WHAT TO WORK ON:
Output all records below verbatim.

DATASET RECORDS:
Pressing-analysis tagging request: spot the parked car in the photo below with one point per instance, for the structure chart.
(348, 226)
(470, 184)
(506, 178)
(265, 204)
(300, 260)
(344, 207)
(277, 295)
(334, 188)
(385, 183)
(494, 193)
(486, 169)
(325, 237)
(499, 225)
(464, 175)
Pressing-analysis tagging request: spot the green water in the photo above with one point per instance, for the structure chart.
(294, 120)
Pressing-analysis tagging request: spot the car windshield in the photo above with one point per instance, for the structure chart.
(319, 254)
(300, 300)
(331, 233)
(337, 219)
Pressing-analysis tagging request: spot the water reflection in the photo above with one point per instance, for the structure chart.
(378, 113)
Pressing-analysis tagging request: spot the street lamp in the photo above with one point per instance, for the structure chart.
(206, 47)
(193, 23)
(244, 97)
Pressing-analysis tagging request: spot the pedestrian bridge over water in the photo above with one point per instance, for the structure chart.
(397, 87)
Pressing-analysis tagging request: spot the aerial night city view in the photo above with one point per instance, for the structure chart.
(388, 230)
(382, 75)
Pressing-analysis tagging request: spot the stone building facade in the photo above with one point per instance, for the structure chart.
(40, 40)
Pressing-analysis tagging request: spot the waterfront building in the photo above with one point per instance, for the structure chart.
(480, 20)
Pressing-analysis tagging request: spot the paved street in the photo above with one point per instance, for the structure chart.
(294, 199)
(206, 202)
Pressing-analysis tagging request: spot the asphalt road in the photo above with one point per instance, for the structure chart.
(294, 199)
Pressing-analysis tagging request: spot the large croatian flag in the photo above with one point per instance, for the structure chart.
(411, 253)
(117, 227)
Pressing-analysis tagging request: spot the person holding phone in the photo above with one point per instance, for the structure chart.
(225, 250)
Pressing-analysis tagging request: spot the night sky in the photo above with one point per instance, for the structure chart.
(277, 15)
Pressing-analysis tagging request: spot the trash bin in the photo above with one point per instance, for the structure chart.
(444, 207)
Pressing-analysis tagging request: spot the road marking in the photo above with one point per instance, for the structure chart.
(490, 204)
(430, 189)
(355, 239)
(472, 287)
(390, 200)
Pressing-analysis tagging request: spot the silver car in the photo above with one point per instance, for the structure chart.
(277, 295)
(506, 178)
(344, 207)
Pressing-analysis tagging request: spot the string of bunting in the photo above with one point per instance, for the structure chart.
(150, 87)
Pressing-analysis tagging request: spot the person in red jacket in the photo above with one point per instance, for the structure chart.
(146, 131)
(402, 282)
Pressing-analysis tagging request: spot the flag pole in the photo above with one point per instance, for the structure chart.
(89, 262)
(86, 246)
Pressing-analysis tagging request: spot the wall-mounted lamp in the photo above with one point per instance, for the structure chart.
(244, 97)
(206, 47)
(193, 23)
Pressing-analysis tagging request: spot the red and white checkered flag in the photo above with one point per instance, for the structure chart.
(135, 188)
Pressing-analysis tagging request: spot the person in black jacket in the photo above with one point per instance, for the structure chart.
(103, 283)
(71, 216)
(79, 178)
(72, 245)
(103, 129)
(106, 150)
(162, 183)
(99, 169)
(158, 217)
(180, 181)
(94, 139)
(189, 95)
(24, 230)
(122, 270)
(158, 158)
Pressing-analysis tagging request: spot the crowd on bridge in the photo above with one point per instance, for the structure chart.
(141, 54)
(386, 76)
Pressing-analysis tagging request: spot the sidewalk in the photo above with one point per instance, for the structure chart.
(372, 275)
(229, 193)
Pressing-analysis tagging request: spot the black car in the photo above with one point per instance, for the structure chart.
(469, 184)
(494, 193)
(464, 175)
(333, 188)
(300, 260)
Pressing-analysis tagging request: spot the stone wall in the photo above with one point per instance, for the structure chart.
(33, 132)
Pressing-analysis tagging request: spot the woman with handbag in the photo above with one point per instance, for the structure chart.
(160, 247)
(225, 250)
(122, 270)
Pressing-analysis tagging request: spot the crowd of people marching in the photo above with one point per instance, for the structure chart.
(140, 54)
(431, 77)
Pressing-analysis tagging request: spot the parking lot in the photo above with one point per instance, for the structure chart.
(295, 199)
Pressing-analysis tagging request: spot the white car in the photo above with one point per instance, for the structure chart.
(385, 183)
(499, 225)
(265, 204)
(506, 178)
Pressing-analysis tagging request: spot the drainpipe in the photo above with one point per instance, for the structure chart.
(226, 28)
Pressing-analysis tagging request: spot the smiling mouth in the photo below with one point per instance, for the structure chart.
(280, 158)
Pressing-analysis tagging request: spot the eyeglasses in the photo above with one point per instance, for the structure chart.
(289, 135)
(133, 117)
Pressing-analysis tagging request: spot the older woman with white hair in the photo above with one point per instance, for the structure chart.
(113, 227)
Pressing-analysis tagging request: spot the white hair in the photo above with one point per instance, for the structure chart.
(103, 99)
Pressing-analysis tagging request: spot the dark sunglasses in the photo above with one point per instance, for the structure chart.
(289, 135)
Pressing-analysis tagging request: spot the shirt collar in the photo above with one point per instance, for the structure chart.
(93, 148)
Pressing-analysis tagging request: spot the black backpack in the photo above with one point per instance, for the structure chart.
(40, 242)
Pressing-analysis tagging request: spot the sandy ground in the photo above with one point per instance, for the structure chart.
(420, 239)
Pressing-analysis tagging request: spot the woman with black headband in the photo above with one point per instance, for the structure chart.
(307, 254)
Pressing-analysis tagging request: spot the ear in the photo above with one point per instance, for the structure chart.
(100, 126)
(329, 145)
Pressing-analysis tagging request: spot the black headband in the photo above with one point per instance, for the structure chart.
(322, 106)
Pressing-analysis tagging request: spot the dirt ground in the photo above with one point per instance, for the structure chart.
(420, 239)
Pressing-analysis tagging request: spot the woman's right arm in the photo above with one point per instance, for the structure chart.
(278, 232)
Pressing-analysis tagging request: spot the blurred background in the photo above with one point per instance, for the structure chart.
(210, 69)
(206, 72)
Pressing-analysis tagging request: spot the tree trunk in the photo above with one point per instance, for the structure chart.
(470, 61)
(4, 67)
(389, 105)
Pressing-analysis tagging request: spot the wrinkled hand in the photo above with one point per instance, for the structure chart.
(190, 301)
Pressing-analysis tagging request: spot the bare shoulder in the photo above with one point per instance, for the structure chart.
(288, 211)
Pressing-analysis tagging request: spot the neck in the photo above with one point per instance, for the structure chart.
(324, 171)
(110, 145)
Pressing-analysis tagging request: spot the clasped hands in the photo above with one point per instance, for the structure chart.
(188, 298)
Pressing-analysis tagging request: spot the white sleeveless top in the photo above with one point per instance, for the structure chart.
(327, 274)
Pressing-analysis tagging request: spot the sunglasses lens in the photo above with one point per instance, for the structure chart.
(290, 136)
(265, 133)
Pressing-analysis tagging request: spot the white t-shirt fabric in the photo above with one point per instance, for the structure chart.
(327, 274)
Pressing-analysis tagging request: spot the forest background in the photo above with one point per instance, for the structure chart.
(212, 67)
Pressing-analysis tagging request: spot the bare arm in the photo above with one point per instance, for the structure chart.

EXERCISE RESULT:
Pressing-analysis tagging request: spot the parked car in the photo below with one point per instance, for the structure chart.
(348, 226)
(470, 184)
(506, 178)
(265, 204)
(300, 260)
(344, 207)
(277, 295)
(334, 188)
(385, 183)
(494, 193)
(486, 169)
(325, 237)
(499, 225)
(464, 175)
Pressing-analysis tagging request: spot the green water in the photo above with one point per instance, for the structure chart.
(294, 120)
Pressing-analysis tagging request: spot the car windshield in the photo above with one point per instance, for the structure chart.
(319, 254)
(300, 300)
(331, 233)
(337, 219)
Pressing-analysis tagging request: spot the water reflection in the photo above with one point per instance, for the structure chart.
(378, 113)
Pressing-analysis tagging request: spot the street lamp in the photo above with one point per instance, for the structure chart.
(206, 47)
(193, 23)
(244, 97)
Pressing-analysis tagging request: spot the pedestrian bridge over water in the photo above with one point per instance, for the structure chart.
(397, 87)
Pressing-analysis tagging request: spot the aerial night city view in the photo above with one point per instance, for the structure chart.
(388, 230)
(382, 75)
Pressing-analysis tagging request: spot the stone building facade in the photo above with one point per instance, for the structure chart.
(40, 40)
Pressing-analysis tagging request: spot the waterfront building in the photo above with one point per instance, for the structure chart.
(480, 20)
Pressing-analysis tagging request: spot the paved street in the photo above with one point per instance, for the structure chart.
(294, 199)
(206, 202)
Pressing-analysis tagging request: spot the asphalt road in the photo above with one point per instance, for the structure chart.
(294, 199)
Pressing-analysis tagging request: spot the large croatian flag in the photo above with one point per instance, for the structure chart.
(411, 253)
(117, 227)
Pressing-analysis tagging request: spot the person holding phone in the photo above with one point per instance, for the structure chart.
(225, 250)
Pressing-analysis tagging request: spot the night sky in the photo above with one point per instance, for the structure chart.
(277, 15)
Pressing-analysis tagging request: spot the trash bin in the photo above with one point per instance, for the structure chart.
(444, 207)
Pressing-analysis tagging request: spot the road marking in the photo above with one point per instance, for the structure chart.
(490, 204)
(430, 189)
(355, 239)
(472, 287)
(390, 200)
Pressing-analysis tagging request: spot the silver car in the photo above with one point per instance, for the structure chart.
(277, 295)
(506, 178)
(344, 207)
Pressing-analysis tagging request: spot the string of bunting in the photo above with one point per instance, for the structure chart.
(150, 87)
Pressing-analysis tagging request: spot the person in red jacket in the photo above with one point per instance, for the structure chart.
(146, 131)
(402, 282)
Pressing-analysis tagging request: spot the flag pole in the photo above with one point per instance, for the structure chart.
(89, 262)
(86, 246)
Pressing-analysis tagging request: spot the wall-mounted lamp in the photo above with one point per instance, for the structure chart.
(244, 97)
(206, 47)
(193, 23)
Pressing-analysis tagging request: spot the red and white checkered flag in the photo above with one point per instance, for the structure chart.
(135, 188)
Pressing-analysis tagging request: spot the person in black jacket in the photo above with one point per instance, for the structure chart.
(103, 283)
(71, 216)
(79, 178)
(72, 245)
(103, 129)
(106, 150)
(162, 183)
(99, 169)
(158, 217)
(180, 181)
(94, 139)
(189, 95)
(24, 230)
(122, 270)
(158, 158)
Pressing-analysis tagging request: spot the crowd on bridge in the photo above with one point per instance, for the structure chart.
(141, 54)
(386, 76)
Pressing-analysis tagging request: spot the sidewalk in the photo above with one point per instance, for the structure chart.
(372, 275)
(229, 193)
Pressing-analysis tagging request: spot the black car in the photo above with one point per instance, for the structure chart.
(469, 184)
(494, 193)
(464, 175)
(333, 188)
(300, 260)
Pressing-analysis tagging request: spot the stone wall in the photo above with one point per instance, for the structure chart.
(33, 132)
Pressing-analysis tagging request: spot the woman with handbag in the photo above with one point per instance, for the structure chart.
(160, 247)
(225, 250)
(122, 270)
Pressing-analysis tagging request: spot the crowd of people marching in the photo above with one point per instance, for the structure chart.
(140, 54)
(431, 77)
Pressing-analysis tagging request: spot the parking lot in the photo above with one point per instance, for the structure chart.
(295, 199)
Pressing-analysis tagging request: spot the white car in the photo above with one point per instance, for the structure chart.
(385, 183)
(499, 225)
(265, 204)
(506, 178)
Pressing-analysis tagging request: spot the drainpipe in the photo above with one point per instance, for the structure chart.
(226, 28)
Pressing-analysis tagging request: spot the smiling mouth in the photo below with one point per instance, for the structure chart.
(280, 158)
Pressing-analysis tagging request: spot the eyeglasses in the photo above with one point per instance, for the structure chart.
(289, 135)
(133, 117)
Pressing-analysis tagging request: spot the older woman with white hair in the photo above with one point per instance, for the structure chart.
(113, 227)
Pressing-analysis tagging request: spot the white hair in the photo above with one point per instance, for the structure chart.
(103, 99)
Pressing-analysis tagging request: spot the dark sunglasses in the photo above with one point per instance, for the structure chart.
(289, 135)
Pressing-analysis tagging request: spot the shirt collar in the photo above with one point per instance, for the structure chart.
(93, 148)
Pressing-analysis tagging request: spot the black backpack in the photo above with one point per instance, for the structure chart.
(40, 242)
Pressing-analysis tagging request: spot the sandy ground in the photo above with one point per instance, for the structure chart.
(420, 239)
Pressing-analysis tagging request: spot the woman with black headband in the photo above with one point per instance, for the structure chart.
(307, 254)
Pressing-analysis tagging request: spot the ear in the photo above with one point per instance, for the structure chart.
(100, 126)
(329, 145)
Pressing-analysis tagging request: spot the black headband in the photo above with one point per instance, for the structure chart.
(322, 106)
Pressing-analysis tagging request: spot the dirt ground in the photo above with one point per instance, for the structure chart.
(420, 239)
Pressing-analysis tagging request: spot the woman's right arm in the photo above with one point per instance, for the structure chart.
(278, 232)
Pressing-analysis tagging request: spot the blurred background in the photo above with one point per instance, for the structure chart.
(210, 69)
(206, 72)
Pressing-analysis tagging request: spot the tree trunk in the photo above with one point per instance, for the structure chart.
(470, 61)
(4, 67)
(389, 105)
Pressing-analysis tagging request: spot the wrinkled hand in the photo above with one point per instance, for the structure chart.
(190, 301)
Pressing-analysis tagging request: spot the bare shoulder in the photo above with one point per instance, for the structure chart.
(288, 211)
Pressing-analysis tagging request: spot the neck in the photo above with one point per instance, for the structure chart.
(324, 171)
(110, 145)
Pressing-analysis tagging request: spot the clasped hands in the photo above with one point per instance, for the structure chart.
(188, 298)
Pressing-analysis tagging request: spot the white sleeveless top in the photo above with one point per instance, for the structure chart.
(327, 274)
Pressing-analysis tagging request: spot the sunglasses lens in the photo above with one point per instance, for the structure chart.
(290, 136)
(265, 133)
Pressing-analysis tagging request: spot the white t-shirt fabric in the photo above with one point per instance, for the structure chart.
(327, 274)
Pressing-analysis tagging request: spot the forest background in the photo above with one point per instance, for the structure chart.
(212, 67)
Pressing-analysis tagging request: spot the bare arm in the photo above with one point per instance, for the structure chart.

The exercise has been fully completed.